Start Extract to read

Why use a pad? Like Idlepastures said, the beauty of bareback is that you don't have to tack up and it does wonders for your seat and balance. If you do are doing right, it should not be uncomfortable. And the only way to learn how to do it right is to do it. 

If you ride without a pad, your trousers get dirty, sweaty, and even fuzzy during the time of year your horse is shedding out, but washing machines were invented for a reason.


----------



## Saddlebag (Jan 17, 2011)

I read a complaint yesterday about the placement of the rings on the Parelli bareback pads - right by the knee. It was quite uncomfortable. This is something you might want to watch for.


----------



## Pat Miran (Aug 21, 2011)

I like riding bareback because I can feel the horse's movements better than with a saddle. The bareback pad interferes with this, however, you're right - you do get pretty sweaty without a pad. I would definitely not use the stirrups - they are dangerous.


----------



## SpottedAppaloosa (Sep 6, 2011)

starlinestables said:


> Bath Mats are the best bareback pad. Buy two large ones ($10 each at walmart). The sticky side down on the horse and then the sticky side you sit on. You can stick a gel pad in between the mats for extra comfort. I took a leather cinching strap and drilled more holes in it ($12) and bought a 36" rope cinch ($8). It's the best bareback pad you can get.
> Heres mine with the english stirrup leathers but the cinch is way easier and more comfortable for the horse.
> 
> Starline Stables's Photos - Wall Photos | Facebook


That's a very interesting idea. Perhaps I'll try it one day. Thank you!


----------



## SpottedAppaloosa (Sep 6, 2011)

thesilverspear said:


> Why use a pad? Like Idlepastures said, the beauty of bareback is that you don't have to tack up and it does wonders for your seat and balance. If you do are doing right, it should not be uncomfortable. And the only way to learn how to do it right is to do it.
> 
> If you ride without a pad, your trousers get dirty, sweaty, and even fuzzy during the time of year your horse is shedding out, but washing machines were invented for a reason.


It's not in the least bit uncomfortable for me and I enjoy riding completely bareback, but another thing is that I begin thinking about how a pad may be more comfortable for my horse, especially when I'm trying to learn to trot bareback, where I tend to bounce and have some trouble keeping my balance so far (his trot is extremely bouncy/not smooth.) I suppose I just need more practice though. So perhaps I don't need one after all. And that's true about the clothes. Getting dirty isn't a big deal.

End Extract to read
Start Source records

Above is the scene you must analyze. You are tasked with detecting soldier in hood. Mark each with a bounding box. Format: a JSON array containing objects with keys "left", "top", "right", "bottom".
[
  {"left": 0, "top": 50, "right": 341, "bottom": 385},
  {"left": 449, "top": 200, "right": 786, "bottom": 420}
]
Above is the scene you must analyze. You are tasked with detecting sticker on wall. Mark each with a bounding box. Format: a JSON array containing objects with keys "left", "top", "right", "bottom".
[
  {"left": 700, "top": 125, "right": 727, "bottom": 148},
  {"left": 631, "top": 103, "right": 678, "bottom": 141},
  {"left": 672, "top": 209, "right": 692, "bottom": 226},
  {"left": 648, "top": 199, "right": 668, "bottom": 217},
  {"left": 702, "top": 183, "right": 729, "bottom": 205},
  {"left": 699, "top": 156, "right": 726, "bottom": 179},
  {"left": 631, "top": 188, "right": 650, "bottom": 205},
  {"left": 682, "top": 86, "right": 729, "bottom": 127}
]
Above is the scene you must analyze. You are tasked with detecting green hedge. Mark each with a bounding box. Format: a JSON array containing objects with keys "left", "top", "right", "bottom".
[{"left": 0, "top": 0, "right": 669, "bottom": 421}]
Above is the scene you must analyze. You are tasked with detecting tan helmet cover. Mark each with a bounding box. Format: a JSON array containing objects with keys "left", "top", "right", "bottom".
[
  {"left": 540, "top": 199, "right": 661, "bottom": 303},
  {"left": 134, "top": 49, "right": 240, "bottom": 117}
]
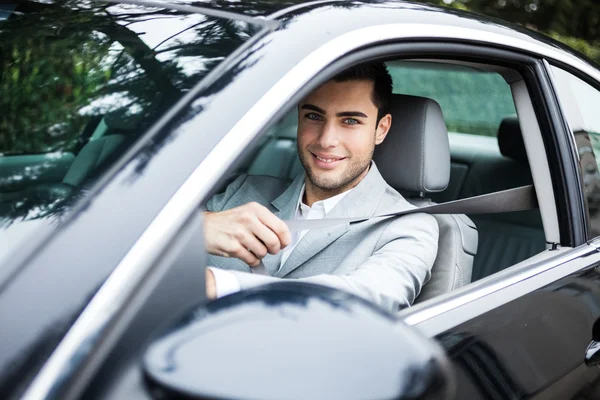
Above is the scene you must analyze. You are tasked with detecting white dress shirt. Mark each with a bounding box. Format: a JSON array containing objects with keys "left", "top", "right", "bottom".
[{"left": 208, "top": 186, "right": 353, "bottom": 297}]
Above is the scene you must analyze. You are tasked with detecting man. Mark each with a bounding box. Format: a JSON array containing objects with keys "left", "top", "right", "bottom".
[{"left": 205, "top": 63, "right": 438, "bottom": 311}]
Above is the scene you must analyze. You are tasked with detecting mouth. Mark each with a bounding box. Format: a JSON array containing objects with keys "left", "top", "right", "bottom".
[{"left": 311, "top": 153, "right": 346, "bottom": 169}]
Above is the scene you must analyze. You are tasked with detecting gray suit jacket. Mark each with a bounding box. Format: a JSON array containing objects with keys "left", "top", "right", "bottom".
[{"left": 206, "top": 163, "right": 438, "bottom": 311}]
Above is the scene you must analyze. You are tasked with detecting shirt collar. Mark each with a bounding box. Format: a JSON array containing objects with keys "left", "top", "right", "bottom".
[{"left": 297, "top": 185, "right": 354, "bottom": 215}]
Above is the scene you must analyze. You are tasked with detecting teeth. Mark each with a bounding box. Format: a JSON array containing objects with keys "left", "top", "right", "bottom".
[{"left": 315, "top": 156, "right": 339, "bottom": 162}]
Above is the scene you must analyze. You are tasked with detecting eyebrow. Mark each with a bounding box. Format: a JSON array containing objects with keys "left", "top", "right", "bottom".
[{"left": 300, "top": 104, "right": 369, "bottom": 118}]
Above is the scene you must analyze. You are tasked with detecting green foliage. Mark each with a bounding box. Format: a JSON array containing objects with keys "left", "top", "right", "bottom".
[
  {"left": 0, "top": 32, "right": 110, "bottom": 154},
  {"left": 388, "top": 65, "right": 516, "bottom": 136},
  {"left": 417, "top": 0, "right": 600, "bottom": 63}
]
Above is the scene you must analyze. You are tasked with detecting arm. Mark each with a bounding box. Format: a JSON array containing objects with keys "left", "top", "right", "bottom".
[
  {"left": 204, "top": 175, "right": 291, "bottom": 266},
  {"left": 218, "top": 214, "right": 439, "bottom": 311}
]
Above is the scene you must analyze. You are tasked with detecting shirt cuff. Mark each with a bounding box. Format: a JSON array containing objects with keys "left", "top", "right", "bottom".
[{"left": 208, "top": 267, "right": 241, "bottom": 298}]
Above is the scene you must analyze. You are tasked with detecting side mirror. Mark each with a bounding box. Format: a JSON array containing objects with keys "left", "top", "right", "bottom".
[{"left": 144, "top": 282, "right": 454, "bottom": 400}]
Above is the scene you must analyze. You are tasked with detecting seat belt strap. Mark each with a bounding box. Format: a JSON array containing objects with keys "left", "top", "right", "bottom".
[
  {"left": 284, "top": 185, "right": 538, "bottom": 232},
  {"left": 251, "top": 185, "right": 538, "bottom": 275}
]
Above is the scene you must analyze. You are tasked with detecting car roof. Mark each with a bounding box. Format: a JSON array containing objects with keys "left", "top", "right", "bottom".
[{"left": 120, "top": 0, "right": 600, "bottom": 69}]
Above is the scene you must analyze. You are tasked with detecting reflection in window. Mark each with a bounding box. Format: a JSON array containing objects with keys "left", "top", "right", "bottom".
[
  {"left": 388, "top": 61, "right": 516, "bottom": 136},
  {"left": 552, "top": 67, "right": 600, "bottom": 237},
  {"left": 0, "top": 0, "right": 258, "bottom": 256}
]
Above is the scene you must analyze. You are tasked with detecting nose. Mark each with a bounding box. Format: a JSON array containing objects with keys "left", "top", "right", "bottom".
[{"left": 318, "top": 121, "right": 340, "bottom": 148}]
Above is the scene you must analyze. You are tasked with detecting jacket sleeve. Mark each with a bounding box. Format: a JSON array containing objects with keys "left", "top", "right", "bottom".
[
  {"left": 202, "top": 174, "right": 248, "bottom": 211},
  {"left": 227, "top": 214, "right": 439, "bottom": 311}
]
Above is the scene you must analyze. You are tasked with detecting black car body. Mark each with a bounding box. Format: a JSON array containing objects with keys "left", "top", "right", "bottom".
[{"left": 0, "top": 1, "right": 600, "bottom": 399}]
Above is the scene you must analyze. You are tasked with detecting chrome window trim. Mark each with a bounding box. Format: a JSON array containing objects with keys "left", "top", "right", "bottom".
[
  {"left": 23, "top": 24, "right": 600, "bottom": 400},
  {"left": 398, "top": 244, "right": 597, "bottom": 328}
]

End Source records

Jobs -
**a)** Reproduce the entries above, starting at the line that contains "with detecting chrome" and ending with the last line of the entries. Leave each request unchanged, but multiply every bounding-box coordinate in the answers by 0.2 and round to whole numbers, with halves rounded up.
**b)** Pick up the forum thread on riding bareback with or without a pad from the point where it stops.

The replies -
**a)**
Above is the scene you must analyze. You are tasked with detecting chrome window trim. Mark each with a bounding box. Format: a JSON array containing objects with keys "left", "top", "right", "bottom".
[
  {"left": 5, "top": 5, "right": 120, "bottom": 80},
  {"left": 80, "top": 49, "right": 119, "bottom": 66}
]

**b)**
Thanks for your opinion!


----------



## SpottedAppaloosa (Sep 6, 2011)

Saddlebag said:


> I read a complaint yesterday about the placement of the rings on the Parelli bareback pads - right by the knee. It was quite uncomfortable. This is something you might want to watch for.


Thank you for the warning. I'll be sure to avoid something like that if I buy one.


----------



## SpottedAppaloosa (Sep 6, 2011)

Pat Miran said:


> I like riding bareback because I can feel the horse's movements better than with a saddle. The bareback pad interferes with this, however, you're right - you do get pretty sweaty without a pad. I would definitely not use the stirrups - they are dangerous.


That's true. Sometimes I just think I would feel more secure in a pad while trying to learn trot/lope bareback since my Appy's trot is quite rough and am kind of afraid of bouncing all over his back while learning how to; it kind of seems to me like a pad would be more comfortable for him. But I don't know; I just need more practice. If a did end up getting a pad, I probably wouldn't use it every time anyway.
And I'll be sure to avoid the stirrups.
Thank you!


----------



## Pat Miran (Aug 21, 2011)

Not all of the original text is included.